### WHAT YOU NEED TO DO
Could you retype the material, starting at its first line and ending with the line holding "Target: polar bear nose", and keep the pictures out?

(SOURCE INFORMATION begins)

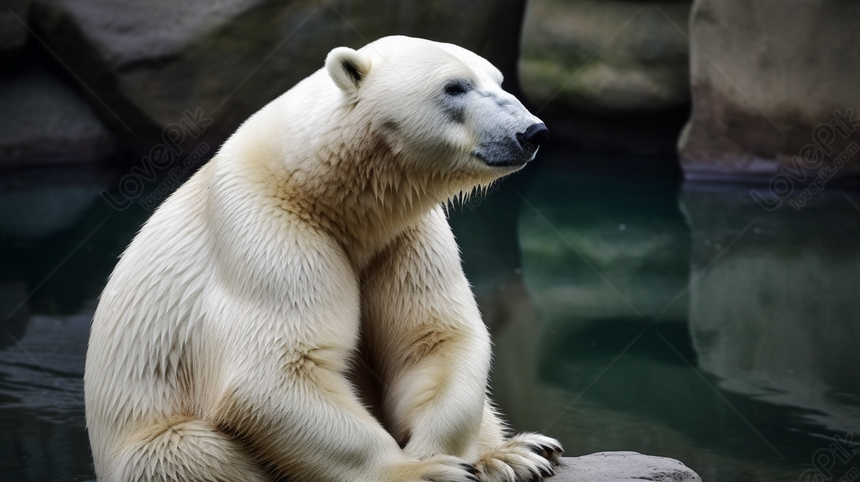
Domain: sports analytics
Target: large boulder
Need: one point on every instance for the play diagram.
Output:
(151, 61)
(623, 467)
(45, 121)
(606, 56)
(764, 76)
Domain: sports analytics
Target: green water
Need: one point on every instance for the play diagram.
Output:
(628, 311)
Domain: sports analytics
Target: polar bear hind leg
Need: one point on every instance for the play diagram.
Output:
(183, 449)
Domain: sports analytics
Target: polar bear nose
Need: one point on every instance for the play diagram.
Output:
(533, 136)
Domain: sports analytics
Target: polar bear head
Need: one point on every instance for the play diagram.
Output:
(439, 107)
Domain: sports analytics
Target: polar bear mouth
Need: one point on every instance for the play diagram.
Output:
(503, 161)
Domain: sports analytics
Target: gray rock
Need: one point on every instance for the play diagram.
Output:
(763, 77)
(45, 121)
(151, 61)
(621, 467)
(604, 57)
(39, 203)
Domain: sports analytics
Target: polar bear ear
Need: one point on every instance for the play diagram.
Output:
(347, 68)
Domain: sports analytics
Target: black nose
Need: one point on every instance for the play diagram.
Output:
(533, 136)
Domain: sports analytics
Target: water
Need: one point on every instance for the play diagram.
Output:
(629, 312)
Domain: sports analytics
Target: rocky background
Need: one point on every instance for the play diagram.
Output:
(88, 81)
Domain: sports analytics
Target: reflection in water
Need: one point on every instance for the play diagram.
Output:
(770, 328)
(560, 329)
(776, 317)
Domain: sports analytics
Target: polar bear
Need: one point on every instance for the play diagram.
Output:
(297, 310)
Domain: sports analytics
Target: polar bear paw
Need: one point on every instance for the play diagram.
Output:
(526, 456)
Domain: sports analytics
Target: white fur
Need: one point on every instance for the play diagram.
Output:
(298, 308)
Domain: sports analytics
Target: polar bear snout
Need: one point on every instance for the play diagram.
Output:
(513, 150)
(531, 139)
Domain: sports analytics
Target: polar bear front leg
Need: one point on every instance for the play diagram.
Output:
(425, 341)
(525, 456)
(424, 336)
(283, 388)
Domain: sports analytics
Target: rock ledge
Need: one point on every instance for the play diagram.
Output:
(623, 467)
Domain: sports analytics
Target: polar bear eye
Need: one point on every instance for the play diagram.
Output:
(456, 88)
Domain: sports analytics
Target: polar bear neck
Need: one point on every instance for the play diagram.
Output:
(353, 187)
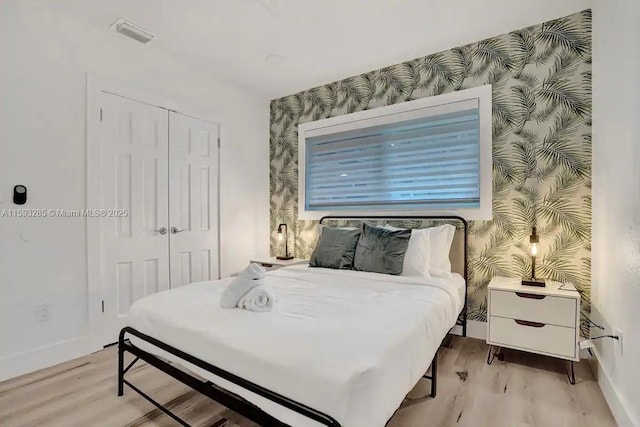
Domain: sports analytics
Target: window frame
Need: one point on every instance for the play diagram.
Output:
(408, 109)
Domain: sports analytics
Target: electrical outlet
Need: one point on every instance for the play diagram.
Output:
(619, 340)
(43, 313)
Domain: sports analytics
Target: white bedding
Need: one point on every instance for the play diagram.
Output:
(349, 344)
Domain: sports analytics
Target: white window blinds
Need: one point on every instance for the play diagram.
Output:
(422, 159)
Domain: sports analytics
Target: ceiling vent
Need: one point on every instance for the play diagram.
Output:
(132, 31)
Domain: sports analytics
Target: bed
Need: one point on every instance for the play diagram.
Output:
(343, 348)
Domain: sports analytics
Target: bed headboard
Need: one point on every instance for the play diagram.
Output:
(457, 254)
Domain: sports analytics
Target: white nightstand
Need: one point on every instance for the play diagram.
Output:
(272, 263)
(538, 320)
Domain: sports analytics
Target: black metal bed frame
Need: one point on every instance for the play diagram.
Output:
(233, 401)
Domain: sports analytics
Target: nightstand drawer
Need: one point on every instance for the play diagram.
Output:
(538, 308)
(530, 336)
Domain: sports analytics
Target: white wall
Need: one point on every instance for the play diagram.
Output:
(615, 291)
(45, 55)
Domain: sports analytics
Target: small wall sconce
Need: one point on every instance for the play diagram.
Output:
(282, 235)
(533, 249)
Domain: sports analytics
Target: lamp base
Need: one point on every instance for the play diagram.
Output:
(541, 283)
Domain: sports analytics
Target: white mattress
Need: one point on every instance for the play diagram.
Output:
(349, 344)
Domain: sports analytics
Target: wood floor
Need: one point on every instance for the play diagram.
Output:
(523, 390)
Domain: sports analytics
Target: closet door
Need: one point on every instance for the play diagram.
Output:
(134, 179)
(193, 200)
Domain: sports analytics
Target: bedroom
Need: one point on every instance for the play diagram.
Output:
(541, 99)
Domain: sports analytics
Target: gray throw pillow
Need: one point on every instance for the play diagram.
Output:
(336, 248)
(380, 250)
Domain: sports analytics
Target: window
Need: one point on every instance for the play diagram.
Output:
(431, 155)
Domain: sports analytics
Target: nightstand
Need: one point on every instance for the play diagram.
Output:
(538, 320)
(273, 263)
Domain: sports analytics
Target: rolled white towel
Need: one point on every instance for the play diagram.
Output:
(251, 277)
(259, 298)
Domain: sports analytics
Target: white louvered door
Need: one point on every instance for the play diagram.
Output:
(161, 168)
(193, 195)
(134, 177)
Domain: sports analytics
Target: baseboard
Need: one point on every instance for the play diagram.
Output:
(18, 364)
(617, 405)
(475, 329)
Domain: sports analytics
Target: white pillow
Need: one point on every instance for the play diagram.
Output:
(435, 243)
(441, 238)
(416, 259)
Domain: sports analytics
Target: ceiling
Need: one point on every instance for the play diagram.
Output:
(319, 41)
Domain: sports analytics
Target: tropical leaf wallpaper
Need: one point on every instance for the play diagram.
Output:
(541, 78)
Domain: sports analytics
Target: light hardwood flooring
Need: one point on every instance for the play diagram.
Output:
(522, 390)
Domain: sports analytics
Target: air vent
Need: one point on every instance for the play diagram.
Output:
(130, 30)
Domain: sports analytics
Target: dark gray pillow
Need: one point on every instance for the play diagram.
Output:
(380, 250)
(336, 248)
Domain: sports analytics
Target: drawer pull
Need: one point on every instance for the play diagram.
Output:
(530, 296)
(529, 323)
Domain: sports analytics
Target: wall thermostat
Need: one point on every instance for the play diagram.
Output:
(19, 194)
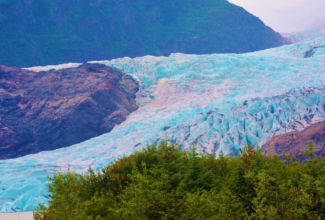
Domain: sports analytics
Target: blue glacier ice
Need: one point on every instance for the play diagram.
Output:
(220, 102)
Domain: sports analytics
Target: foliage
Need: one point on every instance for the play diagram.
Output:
(164, 182)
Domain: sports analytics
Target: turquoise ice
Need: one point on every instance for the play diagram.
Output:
(219, 102)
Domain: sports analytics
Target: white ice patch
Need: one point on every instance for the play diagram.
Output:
(220, 102)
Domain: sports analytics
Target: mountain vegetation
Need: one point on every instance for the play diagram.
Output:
(45, 32)
(164, 182)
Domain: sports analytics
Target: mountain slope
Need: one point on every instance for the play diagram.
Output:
(55, 109)
(294, 143)
(57, 31)
(220, 102)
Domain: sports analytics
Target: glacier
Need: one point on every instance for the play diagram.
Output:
(219, 102)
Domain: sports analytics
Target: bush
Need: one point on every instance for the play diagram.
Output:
(164, 182)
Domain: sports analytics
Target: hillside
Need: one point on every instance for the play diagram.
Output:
(59, 108)
(58, 31)
(219, 102)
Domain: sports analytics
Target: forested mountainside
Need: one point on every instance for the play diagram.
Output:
(48, 32)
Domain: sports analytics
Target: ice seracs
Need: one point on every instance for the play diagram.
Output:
(219, 102)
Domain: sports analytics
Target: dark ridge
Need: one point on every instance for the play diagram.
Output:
(55, 109)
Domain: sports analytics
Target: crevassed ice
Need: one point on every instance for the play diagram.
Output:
(220, 102)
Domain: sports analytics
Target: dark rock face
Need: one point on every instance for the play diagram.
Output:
(54, 109)
(294, 143)
(39, 32)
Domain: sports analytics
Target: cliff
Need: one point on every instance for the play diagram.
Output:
(55, 109)
(294, 143)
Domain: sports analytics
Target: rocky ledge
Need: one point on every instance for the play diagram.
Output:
(294, 143)
(58, 108)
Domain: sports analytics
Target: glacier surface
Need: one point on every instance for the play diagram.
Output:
(219, 102)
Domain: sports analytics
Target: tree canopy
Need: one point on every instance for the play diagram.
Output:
(164, 182)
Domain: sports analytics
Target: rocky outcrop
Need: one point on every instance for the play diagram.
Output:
(54, 109)
(294, 143)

(SOURCE INFORMATION ends)

### RESPONSE TO THIS TASK
Domain: sports analytics
Target: large boulder
Need: one point on every instance for the play diagram.
Output:
(151, 61)
(623, 467)
(45, 121)
(606, 56)
(764, 76)
Domain: sports analytics
Target: green water
Need: one point on every instance for the play diagram.
Output:
(628, 311)
Domain: sports analytics
Target: polar bear hind leg
Need: one point on every instance for the play diagram.
Output:
(183, 449)
Domain: sports analytics
Target: polar bear nose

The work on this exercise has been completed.